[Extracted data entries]
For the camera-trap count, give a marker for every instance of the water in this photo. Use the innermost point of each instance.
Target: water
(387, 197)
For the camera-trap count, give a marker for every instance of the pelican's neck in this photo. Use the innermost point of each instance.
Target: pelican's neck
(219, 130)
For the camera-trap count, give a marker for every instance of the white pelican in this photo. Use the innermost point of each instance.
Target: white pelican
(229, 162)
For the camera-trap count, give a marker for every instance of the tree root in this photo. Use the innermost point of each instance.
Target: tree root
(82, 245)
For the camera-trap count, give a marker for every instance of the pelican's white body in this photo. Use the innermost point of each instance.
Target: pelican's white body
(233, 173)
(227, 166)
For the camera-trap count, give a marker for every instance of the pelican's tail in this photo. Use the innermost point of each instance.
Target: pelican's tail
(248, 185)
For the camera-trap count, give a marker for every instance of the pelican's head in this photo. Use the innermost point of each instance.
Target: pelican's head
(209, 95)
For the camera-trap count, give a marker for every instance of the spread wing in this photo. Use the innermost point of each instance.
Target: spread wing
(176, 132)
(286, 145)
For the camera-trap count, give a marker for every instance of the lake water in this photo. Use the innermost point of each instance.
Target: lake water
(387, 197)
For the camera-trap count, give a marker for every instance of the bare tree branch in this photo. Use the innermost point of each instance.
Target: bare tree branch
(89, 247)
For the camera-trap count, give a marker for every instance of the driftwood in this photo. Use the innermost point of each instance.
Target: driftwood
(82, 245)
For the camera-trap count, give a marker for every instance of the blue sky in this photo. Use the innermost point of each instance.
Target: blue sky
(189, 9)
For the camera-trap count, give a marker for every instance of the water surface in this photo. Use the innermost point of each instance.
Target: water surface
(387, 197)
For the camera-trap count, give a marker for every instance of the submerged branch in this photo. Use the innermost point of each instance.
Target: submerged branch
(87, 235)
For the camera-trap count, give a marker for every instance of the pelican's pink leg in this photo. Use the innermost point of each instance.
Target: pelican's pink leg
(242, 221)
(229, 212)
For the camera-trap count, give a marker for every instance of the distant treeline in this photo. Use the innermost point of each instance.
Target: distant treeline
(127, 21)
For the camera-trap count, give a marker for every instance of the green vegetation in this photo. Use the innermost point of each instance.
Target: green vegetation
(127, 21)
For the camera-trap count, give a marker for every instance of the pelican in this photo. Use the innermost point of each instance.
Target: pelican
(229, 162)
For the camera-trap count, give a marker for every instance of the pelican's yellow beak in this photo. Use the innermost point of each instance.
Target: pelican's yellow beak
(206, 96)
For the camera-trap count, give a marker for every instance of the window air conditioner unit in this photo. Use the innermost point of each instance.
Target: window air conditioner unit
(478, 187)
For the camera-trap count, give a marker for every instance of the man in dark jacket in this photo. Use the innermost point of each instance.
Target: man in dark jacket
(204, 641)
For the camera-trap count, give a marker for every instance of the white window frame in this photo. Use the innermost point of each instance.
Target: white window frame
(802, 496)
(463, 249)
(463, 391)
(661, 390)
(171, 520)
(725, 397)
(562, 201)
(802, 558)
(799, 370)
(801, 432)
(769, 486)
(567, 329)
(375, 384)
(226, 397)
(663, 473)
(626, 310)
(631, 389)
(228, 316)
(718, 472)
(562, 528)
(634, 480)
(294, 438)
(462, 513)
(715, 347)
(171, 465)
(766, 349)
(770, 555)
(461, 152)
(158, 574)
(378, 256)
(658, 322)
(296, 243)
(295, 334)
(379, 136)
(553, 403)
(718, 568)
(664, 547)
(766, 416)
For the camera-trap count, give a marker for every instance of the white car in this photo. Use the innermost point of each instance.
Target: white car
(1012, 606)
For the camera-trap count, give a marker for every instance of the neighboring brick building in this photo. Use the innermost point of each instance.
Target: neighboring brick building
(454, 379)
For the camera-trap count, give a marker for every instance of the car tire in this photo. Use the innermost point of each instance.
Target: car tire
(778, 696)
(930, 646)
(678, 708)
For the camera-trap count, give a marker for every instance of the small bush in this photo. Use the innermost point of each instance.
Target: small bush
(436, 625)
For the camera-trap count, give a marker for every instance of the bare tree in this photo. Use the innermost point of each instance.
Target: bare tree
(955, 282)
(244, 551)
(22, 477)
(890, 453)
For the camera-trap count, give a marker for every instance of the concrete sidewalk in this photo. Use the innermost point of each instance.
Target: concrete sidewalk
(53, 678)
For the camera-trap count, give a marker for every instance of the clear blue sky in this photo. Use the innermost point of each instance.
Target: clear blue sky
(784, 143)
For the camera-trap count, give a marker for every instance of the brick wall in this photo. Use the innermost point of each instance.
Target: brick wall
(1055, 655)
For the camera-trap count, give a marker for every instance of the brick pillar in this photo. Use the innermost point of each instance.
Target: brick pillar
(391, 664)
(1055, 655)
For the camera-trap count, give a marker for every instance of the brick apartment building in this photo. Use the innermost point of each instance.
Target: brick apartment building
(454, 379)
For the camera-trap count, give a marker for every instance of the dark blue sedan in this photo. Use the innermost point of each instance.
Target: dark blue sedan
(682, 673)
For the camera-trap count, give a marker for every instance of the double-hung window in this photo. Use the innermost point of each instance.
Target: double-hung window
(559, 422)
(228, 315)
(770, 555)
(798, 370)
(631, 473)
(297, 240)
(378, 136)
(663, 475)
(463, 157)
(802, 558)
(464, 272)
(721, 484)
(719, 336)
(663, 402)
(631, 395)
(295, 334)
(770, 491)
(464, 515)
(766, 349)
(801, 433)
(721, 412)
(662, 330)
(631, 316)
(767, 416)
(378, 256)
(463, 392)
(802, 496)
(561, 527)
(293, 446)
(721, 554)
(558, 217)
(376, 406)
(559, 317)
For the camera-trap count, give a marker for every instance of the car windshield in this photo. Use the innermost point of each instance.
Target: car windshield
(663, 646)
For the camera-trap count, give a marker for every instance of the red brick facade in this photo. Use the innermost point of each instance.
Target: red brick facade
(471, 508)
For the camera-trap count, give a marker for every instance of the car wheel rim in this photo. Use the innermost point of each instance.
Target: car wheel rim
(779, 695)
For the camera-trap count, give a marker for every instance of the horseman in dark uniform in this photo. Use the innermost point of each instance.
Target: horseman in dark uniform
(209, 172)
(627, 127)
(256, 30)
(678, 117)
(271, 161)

*EXERCISE DETAILS*:
Take every line from the one containing "the brick wall" to the end of the listing and output it exactly, with nothing else.

*EXERCISE RESULT*:
For the camera-trap count, give a marker for every instance of the brick wall in this photo. Use the innermost point of each instance.
Target: brick wall
(1055, 655)
For the camera-trap count, give a marker for every instance of the brick pillar in this photo. Use the innermost point of each instance.
Target: brick pillar
(391, 664)
(1055, 655)
For the camera-trap count, give a marker for every instance of the brick apartment building in this photo. Use the innermost point of each instance.
Target: brick apartment building
(454, 379)
For the camera-trap count, give a marker for every instance of the dark blue sedan in this photo. Use the innermost point of each instance.
Target: dark blue sedan
(682, 673)
For the camera-trap count, give a marker for every instance of the double-hung window in this photo. Use the innermost point of each instance.
Target: double-hung window
(559, 422)
(228, 315)
(770, 555)
(798, 370)
(631, 473)
(297, 240)
(378, 136)
(663, 475)
(463, 157)
(802, 558)
(464, 272)
(721, 484)
(719, 336)
(663, 402)
(631, 395)
(295, 334)
(770, 491)
(464, 515)
(766, 349)
(801, 433)
(721, 412)
(662, 330)
(631, 316)
(767, 416)
(378, 256)
(463, 392)
(802, 496)
(561, 527)
(293, 446)
(721, 554)
(558, 217)
(376, 406)
(559, 317)
For the camera-trap count, give a marker for every instance of the car windshield in this photo. Use the innermost point of each instance.
Target: car windshield
(663, 646)
For the camera-trap count, give a marker for every instance of the red brick facade in this photo. Use the innermost point of each instance.
Target: red brick facade
(471, 508)
For the camera-trap count, give a marker for every instance of the car wheel rim in this photo. Use the innermost point of each instance.
Target: car wheel rim
(779, 695)
For the camera-trap count, give a marker for every instance of the horseman in dark uniform in this photo. Use the innermost point of each instance.
Target: horseman in dark uniform
(209, 172)
(627, 127)
(256, 30)
(678, 117)
(271, 161)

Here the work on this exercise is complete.